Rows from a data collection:
□ □ □ □ □
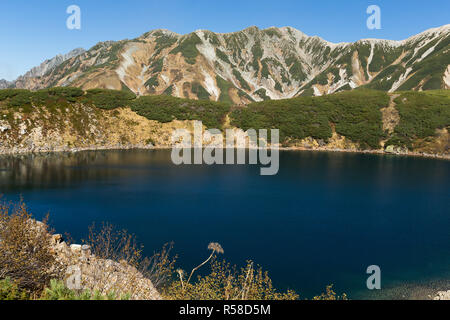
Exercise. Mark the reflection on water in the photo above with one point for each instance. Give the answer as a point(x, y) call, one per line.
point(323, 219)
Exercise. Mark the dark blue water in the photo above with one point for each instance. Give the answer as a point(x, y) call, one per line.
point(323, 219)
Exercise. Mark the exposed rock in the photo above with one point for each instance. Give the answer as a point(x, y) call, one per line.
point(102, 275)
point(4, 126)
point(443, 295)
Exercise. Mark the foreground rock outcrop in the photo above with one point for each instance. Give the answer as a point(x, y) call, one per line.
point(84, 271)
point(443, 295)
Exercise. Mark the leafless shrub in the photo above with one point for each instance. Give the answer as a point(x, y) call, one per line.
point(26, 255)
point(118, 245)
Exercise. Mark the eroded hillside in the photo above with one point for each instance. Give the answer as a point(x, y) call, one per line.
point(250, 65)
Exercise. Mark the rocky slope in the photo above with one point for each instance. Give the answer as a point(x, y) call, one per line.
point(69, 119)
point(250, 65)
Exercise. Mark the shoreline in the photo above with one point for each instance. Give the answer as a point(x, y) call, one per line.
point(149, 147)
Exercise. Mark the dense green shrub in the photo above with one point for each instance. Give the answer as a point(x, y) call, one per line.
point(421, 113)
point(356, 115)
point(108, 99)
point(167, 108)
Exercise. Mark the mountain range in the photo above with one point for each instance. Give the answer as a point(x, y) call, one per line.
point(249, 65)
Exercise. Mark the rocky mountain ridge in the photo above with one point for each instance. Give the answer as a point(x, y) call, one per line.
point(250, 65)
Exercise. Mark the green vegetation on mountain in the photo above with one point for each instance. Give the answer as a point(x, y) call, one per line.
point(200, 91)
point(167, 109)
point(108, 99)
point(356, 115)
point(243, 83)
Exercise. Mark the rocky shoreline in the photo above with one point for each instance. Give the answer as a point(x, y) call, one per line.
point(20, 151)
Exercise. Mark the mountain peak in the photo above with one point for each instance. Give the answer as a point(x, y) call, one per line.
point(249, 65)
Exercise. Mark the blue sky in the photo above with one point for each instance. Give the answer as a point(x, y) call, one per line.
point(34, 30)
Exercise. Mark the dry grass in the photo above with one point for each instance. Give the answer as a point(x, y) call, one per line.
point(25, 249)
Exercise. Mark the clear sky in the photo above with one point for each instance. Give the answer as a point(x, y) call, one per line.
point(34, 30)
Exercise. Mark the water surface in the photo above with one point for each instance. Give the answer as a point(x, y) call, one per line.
□ □ □ □ □
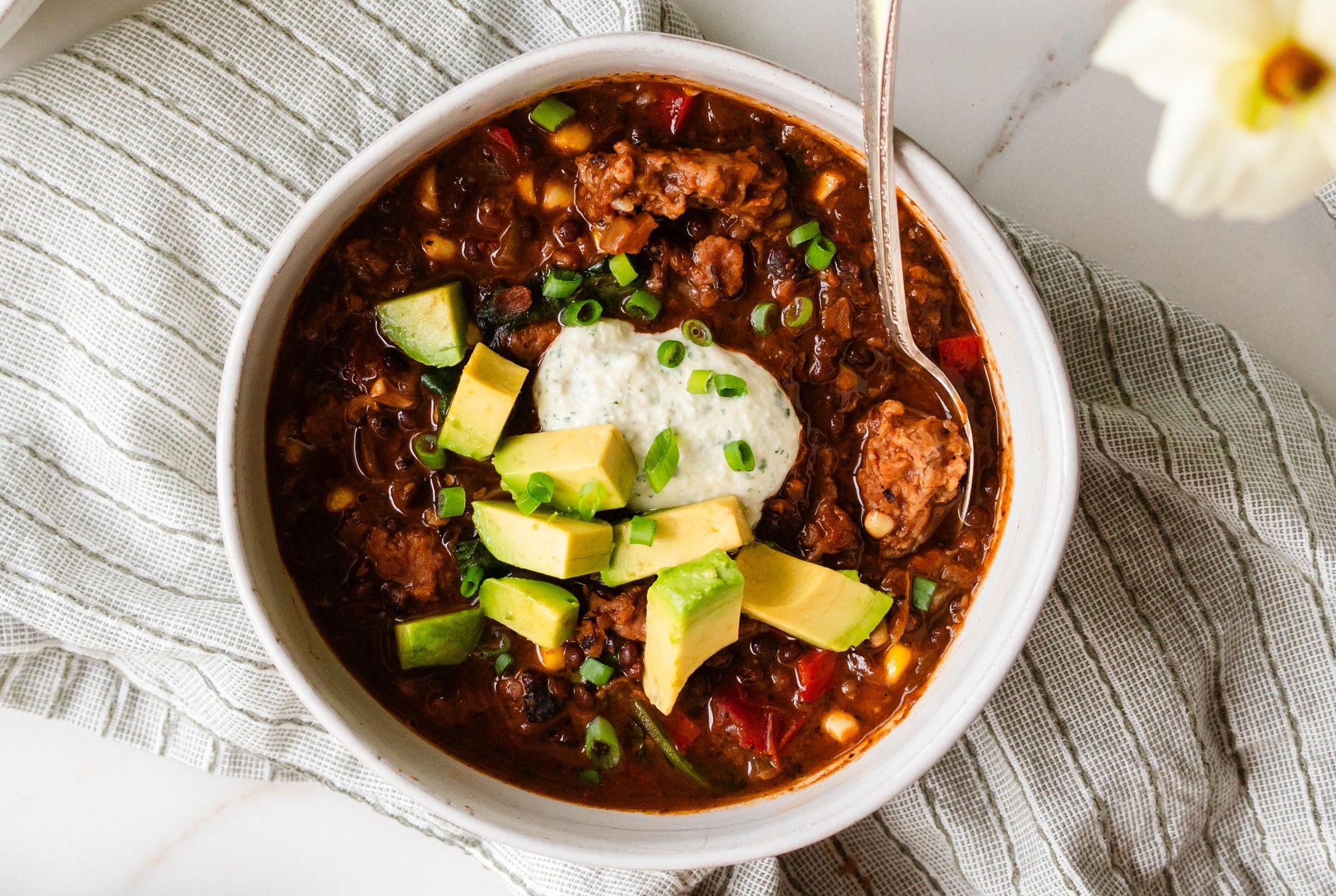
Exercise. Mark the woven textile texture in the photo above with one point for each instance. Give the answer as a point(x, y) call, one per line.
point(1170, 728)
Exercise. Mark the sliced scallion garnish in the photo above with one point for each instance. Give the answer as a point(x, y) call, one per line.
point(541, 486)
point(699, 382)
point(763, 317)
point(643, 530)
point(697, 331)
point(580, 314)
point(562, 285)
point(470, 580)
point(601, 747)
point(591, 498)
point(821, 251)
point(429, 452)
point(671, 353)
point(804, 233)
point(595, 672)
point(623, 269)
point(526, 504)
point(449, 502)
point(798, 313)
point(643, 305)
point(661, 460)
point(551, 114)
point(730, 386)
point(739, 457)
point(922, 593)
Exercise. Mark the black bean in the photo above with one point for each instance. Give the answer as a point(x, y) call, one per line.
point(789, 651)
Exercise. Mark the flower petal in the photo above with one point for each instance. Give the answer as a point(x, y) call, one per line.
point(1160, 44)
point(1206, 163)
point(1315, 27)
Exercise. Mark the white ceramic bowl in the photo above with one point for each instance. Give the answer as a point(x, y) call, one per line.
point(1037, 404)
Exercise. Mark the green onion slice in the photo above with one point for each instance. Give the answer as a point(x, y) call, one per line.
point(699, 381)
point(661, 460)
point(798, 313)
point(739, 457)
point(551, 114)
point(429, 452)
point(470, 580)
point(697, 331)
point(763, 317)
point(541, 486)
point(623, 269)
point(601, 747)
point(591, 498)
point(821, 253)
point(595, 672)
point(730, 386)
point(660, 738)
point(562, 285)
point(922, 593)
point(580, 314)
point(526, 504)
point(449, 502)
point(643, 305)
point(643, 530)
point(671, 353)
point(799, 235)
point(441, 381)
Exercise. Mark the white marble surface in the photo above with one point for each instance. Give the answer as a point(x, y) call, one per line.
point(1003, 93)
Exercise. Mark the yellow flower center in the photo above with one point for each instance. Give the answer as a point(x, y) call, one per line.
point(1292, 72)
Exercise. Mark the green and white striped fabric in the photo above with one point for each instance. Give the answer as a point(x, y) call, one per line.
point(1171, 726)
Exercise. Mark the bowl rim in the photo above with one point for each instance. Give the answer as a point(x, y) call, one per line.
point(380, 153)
□ □ □ □ □
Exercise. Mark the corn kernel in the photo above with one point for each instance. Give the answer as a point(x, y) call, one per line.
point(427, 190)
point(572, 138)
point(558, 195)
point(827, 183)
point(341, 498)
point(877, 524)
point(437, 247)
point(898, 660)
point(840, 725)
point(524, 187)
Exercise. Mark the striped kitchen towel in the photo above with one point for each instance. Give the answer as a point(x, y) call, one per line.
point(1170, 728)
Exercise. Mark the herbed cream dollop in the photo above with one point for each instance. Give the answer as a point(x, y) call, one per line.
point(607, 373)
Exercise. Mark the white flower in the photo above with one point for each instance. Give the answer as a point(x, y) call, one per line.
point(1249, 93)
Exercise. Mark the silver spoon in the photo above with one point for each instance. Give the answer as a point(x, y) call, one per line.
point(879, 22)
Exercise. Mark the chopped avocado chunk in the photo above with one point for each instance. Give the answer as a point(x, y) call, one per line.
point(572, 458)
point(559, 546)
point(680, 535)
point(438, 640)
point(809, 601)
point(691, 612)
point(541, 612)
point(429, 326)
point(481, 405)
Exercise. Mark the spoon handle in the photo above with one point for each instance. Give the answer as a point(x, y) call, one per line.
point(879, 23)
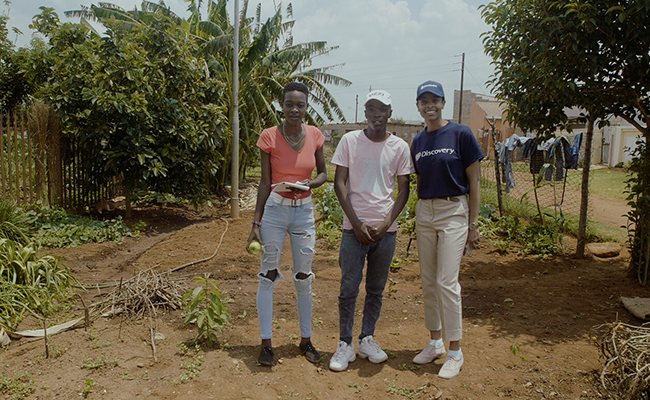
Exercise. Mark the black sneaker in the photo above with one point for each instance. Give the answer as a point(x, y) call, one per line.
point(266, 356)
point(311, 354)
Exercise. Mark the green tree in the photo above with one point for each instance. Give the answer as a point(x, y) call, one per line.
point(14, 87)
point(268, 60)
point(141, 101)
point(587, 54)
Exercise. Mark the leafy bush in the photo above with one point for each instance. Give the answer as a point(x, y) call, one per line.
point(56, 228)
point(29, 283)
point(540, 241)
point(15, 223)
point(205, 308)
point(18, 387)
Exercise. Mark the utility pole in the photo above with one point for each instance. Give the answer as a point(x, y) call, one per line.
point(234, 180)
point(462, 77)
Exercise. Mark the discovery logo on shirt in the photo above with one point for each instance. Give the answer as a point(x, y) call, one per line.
□ □ □ □ □
> [GIVEN EXERCISE]: Can you edit the part that opens with the line containing "Exercise. Mark the green tree" and closes with the line containing "Exercise. Mark the discovery" so that "photo" becomes "image" throughout, with everything else left unchanged, and return only those lines?

> [RESPONSE TO THIS TASK]:
Exercise. Mark the green tree in the image above with one point for each instance. Give the answer as a point(x, y) call, one per line.
point(14, 87)
point(268, 60)
point(141, 101)
point(587, 54)
Exercise. Mark the leafy bush in the image above with one point for each instance. Give the answer as a point(x, y) call, one per line.
point(56, 228)
point(29, 283)
point(540, 241)
point(15, 223)
point(205, 308)
point(18, 387)
Exercise. Mark the utility pole in the image above with one point for each instance. Give the answer as a point(x, y) call, one per line.
point(234, 180)
point(462, 77)
Exercise. Mark the discovery logo on shirt in the image above with one point for each instance. Give the answer as a point(x, y) call, one per line.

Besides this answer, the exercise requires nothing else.